Exercise brief: Rewrite the part that opens with the line containing "Query: white long-sleeve jacket" and closes with the last line, both ends included, keeping the requests, but multiply each coordinate in the answers by 0.6 and round it to a whole number, with halves rounded up.

::::

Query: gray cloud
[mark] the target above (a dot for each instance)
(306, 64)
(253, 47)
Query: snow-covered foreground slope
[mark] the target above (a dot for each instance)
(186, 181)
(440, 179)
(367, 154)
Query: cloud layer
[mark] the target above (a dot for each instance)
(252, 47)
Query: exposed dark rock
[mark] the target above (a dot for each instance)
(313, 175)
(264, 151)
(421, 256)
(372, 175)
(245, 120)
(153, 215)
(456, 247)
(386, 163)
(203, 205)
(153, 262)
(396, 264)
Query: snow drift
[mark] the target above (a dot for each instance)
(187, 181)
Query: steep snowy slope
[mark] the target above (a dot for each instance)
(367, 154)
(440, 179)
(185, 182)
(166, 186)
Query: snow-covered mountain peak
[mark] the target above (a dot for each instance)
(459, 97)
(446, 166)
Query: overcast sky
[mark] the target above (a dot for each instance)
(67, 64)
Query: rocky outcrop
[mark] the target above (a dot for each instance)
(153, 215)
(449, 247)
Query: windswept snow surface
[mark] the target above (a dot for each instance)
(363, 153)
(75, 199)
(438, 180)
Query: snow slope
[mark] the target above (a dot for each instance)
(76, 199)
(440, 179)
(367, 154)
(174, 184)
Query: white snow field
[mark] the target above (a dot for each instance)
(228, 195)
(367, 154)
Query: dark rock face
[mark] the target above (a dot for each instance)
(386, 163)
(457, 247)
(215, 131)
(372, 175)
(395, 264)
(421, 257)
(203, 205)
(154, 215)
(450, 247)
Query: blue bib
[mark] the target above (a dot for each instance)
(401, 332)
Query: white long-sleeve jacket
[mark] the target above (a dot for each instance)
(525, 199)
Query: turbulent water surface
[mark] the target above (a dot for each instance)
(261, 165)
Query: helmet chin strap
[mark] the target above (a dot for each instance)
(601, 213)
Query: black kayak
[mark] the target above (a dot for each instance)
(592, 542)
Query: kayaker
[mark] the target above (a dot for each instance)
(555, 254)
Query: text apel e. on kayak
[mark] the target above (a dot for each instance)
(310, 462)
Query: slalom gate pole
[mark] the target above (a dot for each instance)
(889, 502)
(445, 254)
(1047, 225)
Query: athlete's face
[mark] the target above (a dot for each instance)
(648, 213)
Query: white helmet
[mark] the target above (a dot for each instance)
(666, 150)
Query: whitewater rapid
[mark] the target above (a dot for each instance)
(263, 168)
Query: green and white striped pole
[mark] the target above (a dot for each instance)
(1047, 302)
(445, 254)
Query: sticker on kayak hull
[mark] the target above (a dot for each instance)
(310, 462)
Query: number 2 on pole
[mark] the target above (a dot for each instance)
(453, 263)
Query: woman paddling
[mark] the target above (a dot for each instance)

::::

Task solution:
Query: white long-sleeve jacket
[mark] the target above (a dot for each instance)
(315, 119)
Query: turbulent water surface
[mark] the target above (a dot for each instance)
(157, 99)
Query: helmet chin strap
[mark] the target above (a dot for each instance)
(361, 128)
Query: black kayak
[mark] the target above (a dot for each instance)
(355, 325)
Query: kayaker
[mark] the target above (a dot for each instance)
(333, 152)
Query: text apel e. on kayak
[mark] the target above (a dot for each instance)
(186, 277)
Query: slalom gate pole
[mark] the target above (a dot for each instance)
(533, 301)
(267, 152)
(628, 135)
Query: athlete's face
[mark] the target above (a dot for each instance)
(389, 128)
Query: white helmet
[mark] the target above (a dot for each instance)
(400, 90)
Query: whitewater rapid
[mark] the target above (a dot for each instance)
(158, 101)
Query: green and white striped pole
[mark] the target above (a dot for each instance)
(628, 181)
(267, 152)
Query: sticker on kayak hull
[mark] the target above (a dot for each instance)
(186, 277)
Query: number 2 on pole
[mark] the target above (a dot for each instance)
(272, 158)
Query: woman paddling
[mark] the target above (a dot for each instance)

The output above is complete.